**Task list:**
**a)** In the passage about the oddities of English, to whom is the poem "The English Lesson" attributed?
**b)** Decide whether each statement below agrees with the passage about the oddities of English. Answer yes or no for each, and quote the deciding words of the passage.
(i) The poem gives oxen as the plural of ox.
(ii) The writer's students are not amused by the writer's attempts at Chinese.
(iii) The poem names kine as a plural of cow.
**c)** Extend the passage about the oddities of English beyond its final line.

**Source document:**
┌────────
We are reminded daily here of how difficult and inexplicable our "Engrish" language really is. I can hardly imagine having to learn English as a foreign language. What a task that would be! But I remind my students that their language is also no piece of rice cake either, and I demonstrate at least some of the difficulties when attempting to say some of the few things I know in their language. Suffice it to say, my students are mildly to wildly amused at my feeble attempts in Chinese. I hope they can not only see the reverse problem, but also have more confidence to make mistakes themselves instead of sitting quietly by.

Today's iv is a poem that points out only a few of the anomalies of the English language.

The English Lesson
attributed to Richard Krogh

We'll begin with box, and the plural is boxes;
But the plural of ox should be oxen, not oxes.
Then one fowl is goose, but two are called geese
Yet the plural of moose should never be meese.

You may find a lone mouse or a whole lot of mice,
But the plural of house is houses, not hice.
If the plural of man is always called men,
When couldn't the plural of pan be called pen?

The cow in the plural may be cows or kine,
But the plural of vow is vows, not vine.
And I speak of a foot, and you show me your feet,
But I give a boot - would a pair be called beet?

If one is a tooth and a whole set are teeth,
Why shouldn't the plural of booth be called beeth?
If the singular is this and plural is these,
Why shouldn't the plural of kiss be nicknamed kese?

Then one may be that, and three may be those,
Yet the plural of hat would never be hose;
We speak of a brother, and also of brethren,
But though we say mother, we never say methren.
└────────
**Provided records:**
┌────────
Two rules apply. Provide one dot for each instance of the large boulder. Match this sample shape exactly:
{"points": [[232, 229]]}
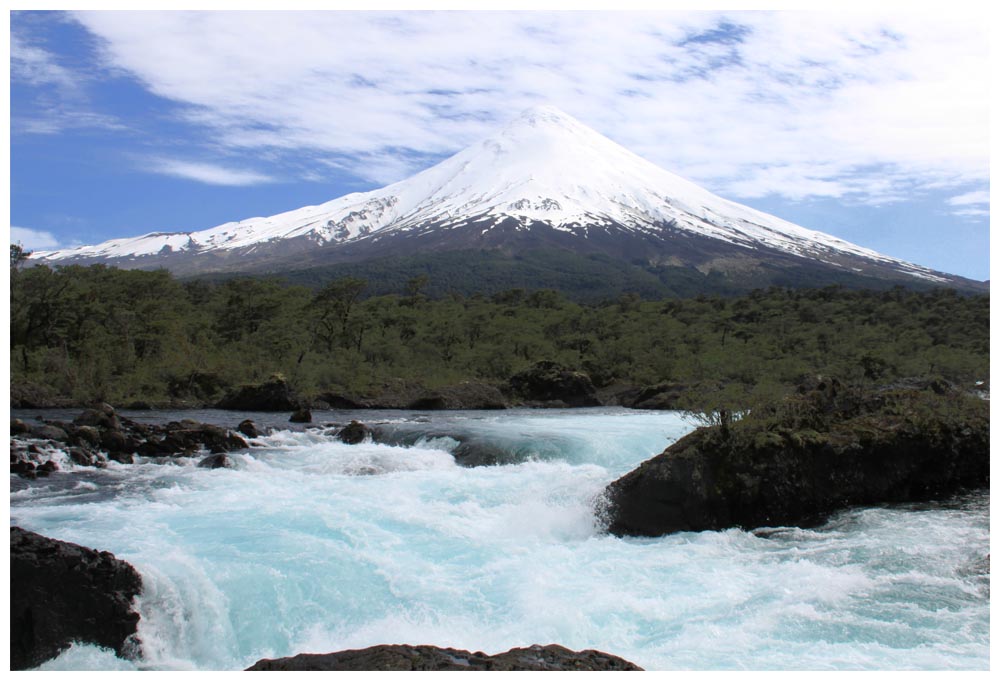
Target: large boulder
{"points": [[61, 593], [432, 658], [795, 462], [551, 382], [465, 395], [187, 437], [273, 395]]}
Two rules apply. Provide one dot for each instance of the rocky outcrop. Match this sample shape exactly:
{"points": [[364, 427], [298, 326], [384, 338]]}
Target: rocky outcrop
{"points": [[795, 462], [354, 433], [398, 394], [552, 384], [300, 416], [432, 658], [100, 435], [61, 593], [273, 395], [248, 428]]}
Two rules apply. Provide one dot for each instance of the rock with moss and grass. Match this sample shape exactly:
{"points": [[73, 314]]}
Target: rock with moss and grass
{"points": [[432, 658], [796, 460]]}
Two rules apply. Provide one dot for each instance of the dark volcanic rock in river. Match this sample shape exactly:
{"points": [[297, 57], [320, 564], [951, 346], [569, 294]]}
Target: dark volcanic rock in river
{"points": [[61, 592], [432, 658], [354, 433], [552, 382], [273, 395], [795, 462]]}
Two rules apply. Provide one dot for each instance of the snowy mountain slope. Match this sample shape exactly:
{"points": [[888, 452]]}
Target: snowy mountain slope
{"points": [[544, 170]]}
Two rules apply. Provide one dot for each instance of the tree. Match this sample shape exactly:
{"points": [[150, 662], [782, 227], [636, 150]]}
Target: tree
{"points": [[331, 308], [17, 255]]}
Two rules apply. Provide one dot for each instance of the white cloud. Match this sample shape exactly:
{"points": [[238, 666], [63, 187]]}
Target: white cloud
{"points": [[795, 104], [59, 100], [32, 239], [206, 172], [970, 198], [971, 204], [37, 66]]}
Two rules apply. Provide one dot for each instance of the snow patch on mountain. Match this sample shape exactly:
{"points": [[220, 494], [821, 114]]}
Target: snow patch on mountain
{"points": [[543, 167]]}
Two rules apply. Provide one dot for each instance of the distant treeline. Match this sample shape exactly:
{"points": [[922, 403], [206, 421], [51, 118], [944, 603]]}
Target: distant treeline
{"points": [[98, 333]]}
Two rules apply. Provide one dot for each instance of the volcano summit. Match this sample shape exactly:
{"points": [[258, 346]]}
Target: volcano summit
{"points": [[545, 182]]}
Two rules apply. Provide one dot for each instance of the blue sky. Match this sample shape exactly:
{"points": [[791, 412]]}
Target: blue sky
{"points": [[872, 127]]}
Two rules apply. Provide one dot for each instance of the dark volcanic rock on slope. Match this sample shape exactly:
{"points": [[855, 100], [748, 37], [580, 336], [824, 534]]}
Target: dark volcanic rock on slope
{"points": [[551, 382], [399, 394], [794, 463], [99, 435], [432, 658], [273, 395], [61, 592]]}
└────────
**Answers to the exercise:**
**a)** Richard Krogh.

**b)**
(i) Yes: "But the plural of ox should be oxen, not oxes."
(ii) No: "my students are mildly to wildly amused at my feeble attempts in Chinese."
(iii) Yes: "The cow in the plural may be cows or kine,"

**c)**
The masculine pronouns are he, his and him,
But imagine the feminine she, shis, and shim!
So our English, I think you will all agree,
Is the trickiest language you ever did see.

I take it you already know
Of tough and bough and cough and dough?
Others may stumble, but not you
On hiccough, thorough, slough, and through?

Well done! And now you wish, perhaps
To learn of less familiar traps?
Beware of heard, a dreadful word
That looks like beard and sounds like bird.

And dead; it's said like bed, not bead;
For goodness sake, don't call it deed!
Watch out for meat and great and threat,
(they rhyme with suite and straight and debt)

A moth is not a moth in mother.
Nor both in bother, broth in brother.
And here is not a match for there.
And dear and fear for bear and pear.

And then there's dose and rose and lose --
Just look them up -- and goose and choose.
And cork and work and card and ward,
And font and front and word and sword.

And do and go, then thwart and cart.
Come, come, I've hardly made a start.
A dreadful language? Why, man alive,
I'd learned to talk it when I was five,

And yet to write it, the more I tried,
I hadn't learned it at fifty-five!


Our classes are going fine, and our social lives are quite active. We've been invited out to dinner every night this week except Wednesday by students or others here whom we have gotten to know. And dinner engagements for next week have already begun, with Monday already planned.

My wife Becka started getting a cold the other day, and she is sure that it has now gone into a sinus infection. She had brought along a prescription of antibiotic that her doctor back home gave her before the trip, and so she has begun to take that medication. I have completed my Chinese medicine. Phew! I really do feel much better now, and I'm especially happy to have finished the medicine!


"One day every knee will bow. Those who see things as they really are are on their knees now." - Dr. Drew Conley

=^..^= =^..^= =^..^=

If a parsley farmer is sued, can they garnish his wages?